§ **Work instructions**
Please copy the records below, beginning at their first line and stopping after the line that contains "51 154 L 21". Leave the pictures out of your copy.

--- begin Supplied entries ---

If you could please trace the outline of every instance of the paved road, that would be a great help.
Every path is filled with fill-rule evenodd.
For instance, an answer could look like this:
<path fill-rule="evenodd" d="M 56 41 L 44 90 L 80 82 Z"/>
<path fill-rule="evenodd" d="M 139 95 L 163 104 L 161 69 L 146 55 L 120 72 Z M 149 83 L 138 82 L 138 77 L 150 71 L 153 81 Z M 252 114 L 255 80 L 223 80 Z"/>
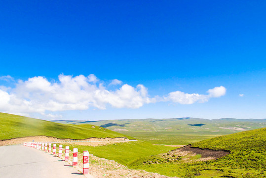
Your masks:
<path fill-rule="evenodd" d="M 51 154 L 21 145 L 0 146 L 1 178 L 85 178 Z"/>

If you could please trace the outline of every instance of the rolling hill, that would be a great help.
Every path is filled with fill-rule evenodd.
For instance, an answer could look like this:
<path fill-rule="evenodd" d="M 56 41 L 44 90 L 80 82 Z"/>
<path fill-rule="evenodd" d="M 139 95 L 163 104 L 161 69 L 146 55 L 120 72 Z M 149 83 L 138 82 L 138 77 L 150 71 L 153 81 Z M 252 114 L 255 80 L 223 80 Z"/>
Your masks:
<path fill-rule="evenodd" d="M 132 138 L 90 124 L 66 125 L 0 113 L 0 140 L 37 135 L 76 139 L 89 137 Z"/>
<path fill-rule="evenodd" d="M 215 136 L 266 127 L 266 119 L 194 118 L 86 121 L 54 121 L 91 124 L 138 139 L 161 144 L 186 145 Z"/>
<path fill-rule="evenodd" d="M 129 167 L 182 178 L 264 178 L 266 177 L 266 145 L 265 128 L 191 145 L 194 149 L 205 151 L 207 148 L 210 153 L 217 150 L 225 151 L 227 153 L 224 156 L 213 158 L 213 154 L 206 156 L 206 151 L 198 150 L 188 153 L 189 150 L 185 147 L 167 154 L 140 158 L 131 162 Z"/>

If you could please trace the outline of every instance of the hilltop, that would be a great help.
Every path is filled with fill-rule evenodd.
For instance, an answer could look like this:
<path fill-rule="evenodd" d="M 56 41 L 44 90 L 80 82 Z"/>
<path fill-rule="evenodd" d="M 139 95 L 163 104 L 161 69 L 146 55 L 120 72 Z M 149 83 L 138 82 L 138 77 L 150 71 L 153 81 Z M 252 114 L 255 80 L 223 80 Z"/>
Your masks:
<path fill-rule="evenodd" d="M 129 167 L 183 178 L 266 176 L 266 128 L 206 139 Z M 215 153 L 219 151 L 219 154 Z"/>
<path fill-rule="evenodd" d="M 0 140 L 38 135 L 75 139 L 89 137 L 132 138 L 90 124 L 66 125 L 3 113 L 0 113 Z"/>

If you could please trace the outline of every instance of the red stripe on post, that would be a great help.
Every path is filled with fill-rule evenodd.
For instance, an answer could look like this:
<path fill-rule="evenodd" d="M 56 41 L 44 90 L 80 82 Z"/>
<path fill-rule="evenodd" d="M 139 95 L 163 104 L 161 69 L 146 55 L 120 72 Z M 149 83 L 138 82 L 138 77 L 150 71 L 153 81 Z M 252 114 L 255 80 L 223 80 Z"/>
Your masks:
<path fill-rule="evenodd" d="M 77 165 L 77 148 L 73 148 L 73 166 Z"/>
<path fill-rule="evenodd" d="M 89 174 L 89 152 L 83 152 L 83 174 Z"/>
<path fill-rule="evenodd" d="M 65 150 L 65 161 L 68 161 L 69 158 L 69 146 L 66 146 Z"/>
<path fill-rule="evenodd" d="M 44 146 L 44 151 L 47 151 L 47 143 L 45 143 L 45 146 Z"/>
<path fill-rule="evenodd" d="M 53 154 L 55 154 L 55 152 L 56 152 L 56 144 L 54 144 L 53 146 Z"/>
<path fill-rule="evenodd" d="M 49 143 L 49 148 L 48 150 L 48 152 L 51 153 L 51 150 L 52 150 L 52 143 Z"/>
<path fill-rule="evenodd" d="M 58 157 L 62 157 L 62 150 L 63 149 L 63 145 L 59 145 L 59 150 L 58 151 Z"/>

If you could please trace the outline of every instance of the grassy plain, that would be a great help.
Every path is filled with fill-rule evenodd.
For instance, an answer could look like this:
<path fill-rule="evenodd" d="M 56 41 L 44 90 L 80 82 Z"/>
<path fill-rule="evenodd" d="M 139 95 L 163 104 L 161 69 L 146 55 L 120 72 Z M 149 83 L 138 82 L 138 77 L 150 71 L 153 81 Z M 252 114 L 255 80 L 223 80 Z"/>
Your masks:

--- end Supplied entries ---

§ **Exercise solution**
If you could please trace the outline of every instance of the paved road, that would be a great help.
Every path is filled with fill-rule evenodd.
For instance, an answer could look like this:
<path fill-rule="evenodd" d="M 56 41 L 44 90 L 80 82 Z"/>
<path fill-rule="evenodd" d="M 139 95 L 163 104 L 161 69 L 146 55 L 120 72 Z M 149 83 L 138 82 L 138 77 L 150 71 L 153 81 Z M 252 114 L 255 80 L 223 80 Z"/>
Your masks:
<path fill-rule="evenodd" d="M 51 154 L 21 145 L 0 146 L 1 178 L 85 178 Z"/>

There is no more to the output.